> Data items:
________________________________________

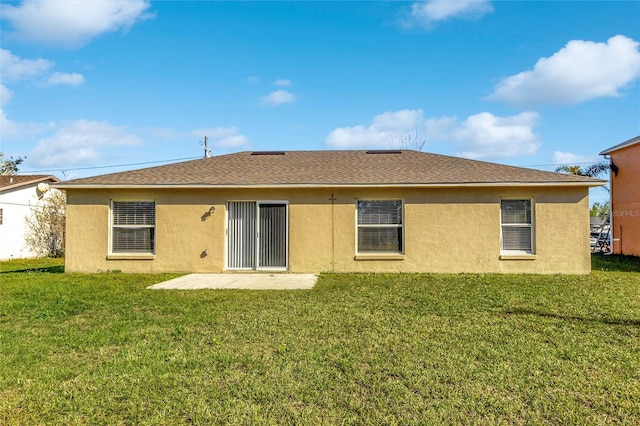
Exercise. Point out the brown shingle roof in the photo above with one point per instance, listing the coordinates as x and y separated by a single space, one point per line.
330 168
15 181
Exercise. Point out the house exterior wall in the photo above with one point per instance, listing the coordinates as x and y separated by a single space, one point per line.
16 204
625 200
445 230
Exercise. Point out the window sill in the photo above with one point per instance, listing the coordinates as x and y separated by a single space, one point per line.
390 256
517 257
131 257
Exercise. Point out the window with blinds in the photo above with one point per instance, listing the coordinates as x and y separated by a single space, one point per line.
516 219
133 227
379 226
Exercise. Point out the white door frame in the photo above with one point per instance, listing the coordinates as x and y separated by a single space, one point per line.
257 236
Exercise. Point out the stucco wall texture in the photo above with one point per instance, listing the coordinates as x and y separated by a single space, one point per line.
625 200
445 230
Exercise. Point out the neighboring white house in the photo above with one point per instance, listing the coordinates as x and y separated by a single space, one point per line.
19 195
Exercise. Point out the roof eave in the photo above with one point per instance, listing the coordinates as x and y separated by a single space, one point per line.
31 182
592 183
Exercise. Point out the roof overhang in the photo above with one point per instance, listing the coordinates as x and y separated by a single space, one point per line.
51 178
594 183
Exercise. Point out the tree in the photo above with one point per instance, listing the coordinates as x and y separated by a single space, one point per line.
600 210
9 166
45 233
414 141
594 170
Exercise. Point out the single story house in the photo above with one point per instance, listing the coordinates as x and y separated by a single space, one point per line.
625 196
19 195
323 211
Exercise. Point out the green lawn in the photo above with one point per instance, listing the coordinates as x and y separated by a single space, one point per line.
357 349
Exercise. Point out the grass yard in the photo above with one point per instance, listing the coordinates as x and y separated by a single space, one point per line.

________________________________________

> EXERCISE BRIEF: The records above need to be copied exactly, though not their pictures.

> FINAL ANSWER:
Exercise. Point out the brown shingle roof in the photo above with one point per instance, listing the coordinates as x and y separated by a single space, one point per line.
330 168
15 181
Exercise. Point out the house exterior wall in the photo above with one point per instance, listing the coordinates as x and y separated by a single space, one point per line.
16 204
625 200
445 230
Exercise. Point out the window sill in the photo above with one point per instance, listing the coordinates as x and y separated by a single space, one point per line.
390 256
517 257
131 257
Exercise. Point out the window with blinds in the photo above with one point per instance, listing the coordinates as x and y separated by a single space, one point per line.
516 219
133 227
379 226
Exercise. Point out the white door frame in the photo above with one point per instance, listing the coordinates as x and y separated by a single space, one point per line.
257 236
Exercise. Point out the stucco wall texture in the photo above with one point per instance, listing the coordinates as x and y separated by a single space, one point per line.
625 200
445 230
Exercise. Point out the neighboring white house in the photo above with one point per instance, listing the coordinates as x and y separated by a single space, one point per line.
19 195
Exercise. Point out the roof eave in the photo above with one point per instance, listing the coordinates as x and y separated by a single space, one point per line.
31 182
592 183
Exercise. Point out the roof overhang in the photo above with one point per instance, listing the coordinates as x and y separated by a single space, one point per line.
51 178
594 183
Exercise. Point out the tree in the photo above with one point per instance, listing the coordinates as x and y separated by a single space, one point per line.
600 210
9 166
45 233
414 141
594 170
Exercise. Point out the single story house in the photo above with one point per instance, listing the coordinates as x and y separated by a single space, one point per line.
625 196
19 195
323 211
Exercise. Point out the green lawn in the photo above with one point per instance, listing the coordinates as x and y separated by a single space, one point per line.
357 349
Exercise. Point out the grass yard in the photo above with one point per instance, listing the coordinates as x and y separated by a single space, one point per line.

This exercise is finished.